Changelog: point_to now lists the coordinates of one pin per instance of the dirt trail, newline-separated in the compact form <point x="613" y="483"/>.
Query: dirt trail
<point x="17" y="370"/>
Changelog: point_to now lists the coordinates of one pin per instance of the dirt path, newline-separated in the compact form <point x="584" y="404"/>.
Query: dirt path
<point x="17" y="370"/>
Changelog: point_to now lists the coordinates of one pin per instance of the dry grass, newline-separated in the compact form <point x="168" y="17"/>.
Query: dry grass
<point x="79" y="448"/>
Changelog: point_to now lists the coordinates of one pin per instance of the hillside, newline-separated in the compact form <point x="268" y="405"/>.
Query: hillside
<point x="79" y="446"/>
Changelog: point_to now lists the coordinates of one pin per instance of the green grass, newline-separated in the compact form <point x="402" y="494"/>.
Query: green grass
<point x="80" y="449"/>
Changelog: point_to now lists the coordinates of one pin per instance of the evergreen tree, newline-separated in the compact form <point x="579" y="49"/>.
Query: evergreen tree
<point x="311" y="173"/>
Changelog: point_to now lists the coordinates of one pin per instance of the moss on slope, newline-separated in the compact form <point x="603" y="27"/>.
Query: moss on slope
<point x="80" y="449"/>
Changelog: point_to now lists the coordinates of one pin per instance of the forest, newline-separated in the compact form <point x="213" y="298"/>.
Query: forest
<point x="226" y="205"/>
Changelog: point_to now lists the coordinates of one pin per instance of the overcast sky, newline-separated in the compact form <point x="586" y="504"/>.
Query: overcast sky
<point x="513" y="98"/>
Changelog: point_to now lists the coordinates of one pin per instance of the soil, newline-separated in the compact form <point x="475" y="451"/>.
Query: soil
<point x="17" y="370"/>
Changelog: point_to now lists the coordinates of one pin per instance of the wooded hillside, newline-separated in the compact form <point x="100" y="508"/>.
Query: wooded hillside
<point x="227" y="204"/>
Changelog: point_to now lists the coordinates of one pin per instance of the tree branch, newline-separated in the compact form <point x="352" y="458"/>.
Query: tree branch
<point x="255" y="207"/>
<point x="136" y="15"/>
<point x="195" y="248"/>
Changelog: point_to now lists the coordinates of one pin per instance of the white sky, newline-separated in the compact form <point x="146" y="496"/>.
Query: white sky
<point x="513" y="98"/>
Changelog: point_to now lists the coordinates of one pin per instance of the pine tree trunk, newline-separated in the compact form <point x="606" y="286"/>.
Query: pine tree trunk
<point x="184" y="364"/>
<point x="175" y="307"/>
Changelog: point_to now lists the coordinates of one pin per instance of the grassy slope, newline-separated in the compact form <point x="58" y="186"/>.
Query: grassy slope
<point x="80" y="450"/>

· · · · · · ·

**The task:** All that is wanted is an exact copy of the lines from the line holding "Query: pine tree trunk" through the end of the material above, including both.

**Task answer:**
Query: pine tree trunk
<point x="184" y="364"/>
<point x="175" y="307"/>
Changelog: point_to now lists the coordinates of one pin per instance of the grassy slope, newline-separated in the compact form <point x="58" y="186"/>.
Query: grassy slope
<point x="80" y="450"/>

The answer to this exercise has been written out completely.